**Instrucción dada**
Copia el fragmento proporcionado completo, sin alterar ni una sola palabra ni signo.

**Fragmento proporcionado**
9 de agosto de 2012. Jueves. 20:00h, hora local. El momento en el que el Támesis considera que el día ha sido suficiente para él, mesura su ajetreo diurno, se calma, y se rinde al acontecimiento, convirtiendo a la vetusta urbe que baña en sus adentros en anochecer típico. Sin engañarse, buena temperatura, buen clima. Perfecto, de hecho, para que ocho hombres se enfrenten a su destino. Un destino que les deparará una de las más bellas carreras que el universo haya contemplado jamás. Quizá, la madre de todas ellas.

**Datos registrados**
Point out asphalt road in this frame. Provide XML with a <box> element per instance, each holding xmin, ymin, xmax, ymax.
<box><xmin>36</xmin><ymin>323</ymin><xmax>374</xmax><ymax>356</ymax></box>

**Resultado**
9 de agosto de 2012. Jueves. 20:00h, hora local. El momento en el que el Támesis considera que el día ha sido suficiente para él, mesura su ajetreo diurno, se calma, y se rinde al acontecimiento, convirtiendo a la vetusta urbe que baña en sus adentros en anochecer típico. Sin engañarse, buena temperatura, buen clima. Perfecto, de hecho, para que ocho hombres se enfrenten a su destino. Un destino que les deparará una de las más bellas carreras que el universo haya contemplado jamás. Quizá, la madre de todas ellas.